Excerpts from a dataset
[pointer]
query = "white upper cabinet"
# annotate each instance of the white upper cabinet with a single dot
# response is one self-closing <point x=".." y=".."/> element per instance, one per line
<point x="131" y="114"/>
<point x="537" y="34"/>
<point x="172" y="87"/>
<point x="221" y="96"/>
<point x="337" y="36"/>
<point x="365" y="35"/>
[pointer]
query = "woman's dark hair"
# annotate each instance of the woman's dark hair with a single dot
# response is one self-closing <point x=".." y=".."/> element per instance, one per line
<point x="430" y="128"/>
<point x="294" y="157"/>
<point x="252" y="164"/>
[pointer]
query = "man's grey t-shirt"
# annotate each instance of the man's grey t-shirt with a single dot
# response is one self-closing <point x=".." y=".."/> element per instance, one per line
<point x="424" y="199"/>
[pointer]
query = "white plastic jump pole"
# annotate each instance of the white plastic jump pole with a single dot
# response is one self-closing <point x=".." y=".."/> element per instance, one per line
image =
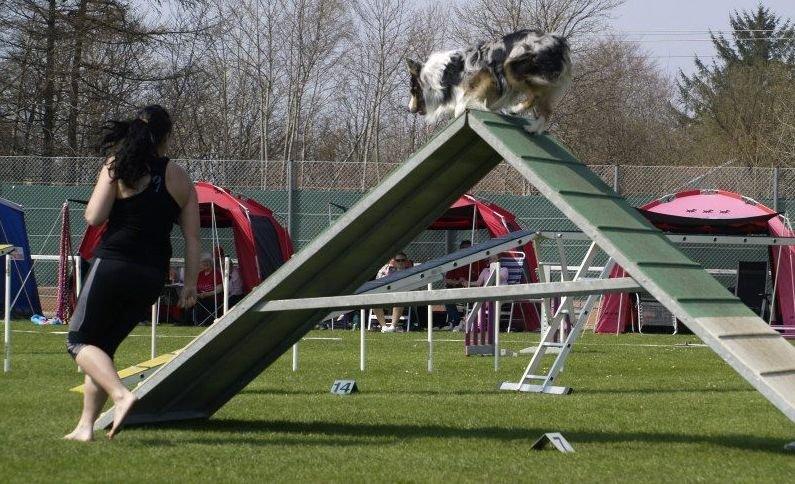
<point x="430" y="334"/>
<point x="155" y="308"/>
<point x="226" y="284"/>
<point x="362" y="329"/>
<point x="7" y="306"/>
<point x="78" y="276"/>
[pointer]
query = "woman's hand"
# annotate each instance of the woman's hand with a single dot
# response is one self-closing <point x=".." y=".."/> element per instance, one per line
<point x="187" y="298"/>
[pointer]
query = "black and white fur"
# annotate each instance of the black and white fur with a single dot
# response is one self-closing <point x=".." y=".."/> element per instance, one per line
<point x="524" y="70"/>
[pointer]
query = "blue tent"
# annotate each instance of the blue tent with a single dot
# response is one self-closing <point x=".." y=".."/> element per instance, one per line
<point x="13" y="231"/>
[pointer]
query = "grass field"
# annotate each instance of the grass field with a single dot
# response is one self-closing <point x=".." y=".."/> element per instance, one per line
<point x="644" y="409"/>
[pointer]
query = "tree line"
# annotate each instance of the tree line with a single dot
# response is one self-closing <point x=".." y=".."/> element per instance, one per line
<point x="325" y="79"/>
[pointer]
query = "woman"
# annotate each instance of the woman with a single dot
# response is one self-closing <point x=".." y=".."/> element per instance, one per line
<point x="140" y="195"/>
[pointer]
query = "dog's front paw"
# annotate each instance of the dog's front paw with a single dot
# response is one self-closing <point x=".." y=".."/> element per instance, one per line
<point x="536" y="126"/>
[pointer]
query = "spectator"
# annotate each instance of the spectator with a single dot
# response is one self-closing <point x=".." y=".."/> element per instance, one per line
<point x="209" y="290"/>
<point x="397" y="263"/>
<point x="488" y="307"/>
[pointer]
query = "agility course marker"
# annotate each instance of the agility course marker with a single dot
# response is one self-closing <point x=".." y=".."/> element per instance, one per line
<point x="220" y="362"/>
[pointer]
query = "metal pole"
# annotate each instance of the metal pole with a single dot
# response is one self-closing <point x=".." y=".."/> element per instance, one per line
<point x="78" y="276"/>
<point x="155" y="307"/>
<point x="362" y="329"/>
<point x="226" y="284"/>
<point x="497" y="322"/>
<point x="430" y="334"/>
<point x="290" y="198"/>
<point x="7" y="306"/>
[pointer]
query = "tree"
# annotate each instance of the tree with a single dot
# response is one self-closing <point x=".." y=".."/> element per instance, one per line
<point x="619" y="112"/>
<point x="730" y="108"/>
<point x="489" y="19"/>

TASK GOAL
Please retype every record exactly, leaving the pictures out.

RESPONSE BOX
[pointer]
query = "white upper cabinet"
# annotate each instance of the white upper cabinet with a single dot
# response is one self-closing <point x=".." y=".."/> element per instance, one per line
<point x="131" y="114"/>
<point x="537" y="34"/>
<point x="172" y="87"/>
<point x="221" y="96"/>
<point x="337" y="36"/>
<point x="365" y="35"/>
[pointer]
query = "woman's dark hair"
# annotate each instance of the woman's dark hair with a single dot
# response is one self-closing <point x=".." y=".."/> element per instance, one per line
<point x="430" y="128"/>
<point x="294" y="157"/>
<point x="252" y="164"/>
[pointer]
query = "man's grey t-shirt"
# annotate each instance of the man's grey t-shirt with a single dot
# response is one self-closing <point x=".." y=".."/> element per instance, one per line
<point x="424" y="199"/>
[pointer]
query = "white plastic jump pole"
# annotate each instance of the white plastic jump pole with a single dot
# response is one self-closing <point x=".." y=".."/> element per instance, one per line
image =
<point x="430" y="334"/>
<point x="155" y="308"/>
<point x="226" y="284"/>
<point x="362" y="329"/>
<point x="7" y="306"/>
<point x="78" y="276"/>
[pointer]
query = "woman's hand"
# annotate each instance of the woman's hand with a single dot
# response is one self-closing <point x=".." y=".."/> element per instance, one per line
<point x="187" y="298"/>
[pointer]
query = "black and white fur"
# annotate each instance of the black and white fur with a single dot
# response is one self-closing <point x=".." y=".."/> element per instance, one per line
<point x="524" y="70"/>
[pointer]
query = "blue tent"
# annotate each instance of the blue tent with a single dot
# response is one self-closing <point x=".." y=".."/> element per instance, one per line
<point x="13" y="231"/>
[pointer]
query = "grass field"
# annotate each instance of the grass field with a single dot
# response is one self-closing <point x=".." y=".."/> element per instance, one per line
<point x="644" y="409"/>
[pointer]
query = "tree line"
# annotate each instance of the tree line with a single dot
# response is one self-closing <point x=".." y=".."/> element per instance, one per line
<point x="325" y="79"/>
[pointer]
query = "woman"
# annotate each instance of the woman with a single dot
# response is one self-closing <point x=".." y=".."/> element per instance, one per line
<point x="140" y="195"/>
[pointer]
query = "dog's front paw"
# annotate each instance of the dog's front paw with a single dot
# response is one self-closing <point x=".." y=".."/> element per instance, one per line
<point x="536" y="126"/>
[pointer]
query = "spectator"
# annotate each instance of the spectator with a single dot
# response is one self-closing <point x=".." y=".."/> element per instance, one per line
<point x="209" y="290"/>
<point x="397" y="263"/>
<point x="488" y="307"/>
[pointer]
query = "agility course marker"
# annotate each instance of the agility course marker with a single dot
# response is one self-closing <point x=".." y=".."/> element per instance, one per line
<point x="220" y="362"/>
[pointer]
query = "metal pole"
# annotate each instance of the metal pole with a single dot
# response is one self-closing <point x=".." y=".."/> element per instance, one per line
<point x="78" y="276"/>
<point x="155" y="307"/>
<point x="362" y="329"/>
<point x="226" y="284"/>
<point x="497" y="322"/>
<point x="430" y="334"/>
<point x="290" y="198"/>
<point x="7" y="306"/>
[pointer]
query = "tree"
# annotate each instance of the tree with a single dot
# response is one self-closing <point x=".." y=".."/> element per instance, one per line
<point x="619" y="112"/>
<point x="730" y="108"/>
<point x="489" y="19"/>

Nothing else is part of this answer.